--- start of Document excerpt ---

Things like that just often lead to bikeshedding. And then worse, powerful voices may approve ideas that work for them and not everyone else, or even more worse crippling a language to be too safe or bland to be truly useful.

I got into an argument a couple weeks ago whether an unprotected eval() in python should make it's way into production code of a fortune 500 company. The coder's argument was that, "Well the language has it so why not use it?"

"Because with great power, comes great responsibility..."

That's a problem with culture, not with the language. You can't say "you can get into accidents if you drive a car, so you're not allowed to drive"; you try to fix it by setting rules into place. At any rate, if you don't like bikeshedding, there's great, well appreciated standards in place for ruby which you can take up as-is: there's AirBnB, standard-rb/ prettier-rb and rubocop's default config. No bikeshedding involved, pick one and run with it
Which culture are you talking about? Company culture or programming culture?

My understanding was the general bikeshedding around formatting was the reason gofmt won for golang. That seems to hint the problem is a programming wide culture. Just in the same historical context programmers have had around tabs vs spaces...

> And then worse, powerful voices may approve ideas that work for them and not everyone else, or even more worse crippling a language to be too safe or bland to be truly useful.

but that same thing will happen if the powerful voices are the ones taking the decisions for the whole language.

--- end of Document excerpt ---
--- start of Information shown ---

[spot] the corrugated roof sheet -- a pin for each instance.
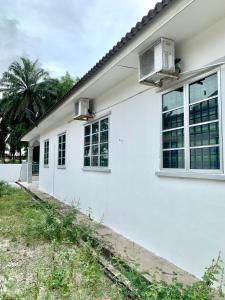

--- end of Information shown ---

* _Exercise set_:
• 1. From the discussion of bikeshedding, give the passage from "That's a problem" up to and including "or programming culture?", word for word.
• 2. Render this sentence from the discussion of bikeshedding in Spanish: "That's a problem with culture, not with the language."

* _Responses in order_:
• 1.
That's a problem with culture, not with the language. You can't say "you can get into accidents if you drive a car, so you're not allowed to drive"; you try to fix it by setting rules into place. At any rate, if you don't like bikeshedding, there's great, well appreciated standards in place for ruby which you can take up as-is: there's AirBnB, standard-rb/ prettier-rb and rubocop's default config. No bikeshedding involved, pick one and run with it
Which culture are you talking about? Company culture or programming culture?

• 2. Ese es un problema de cultura, no del lenguaje.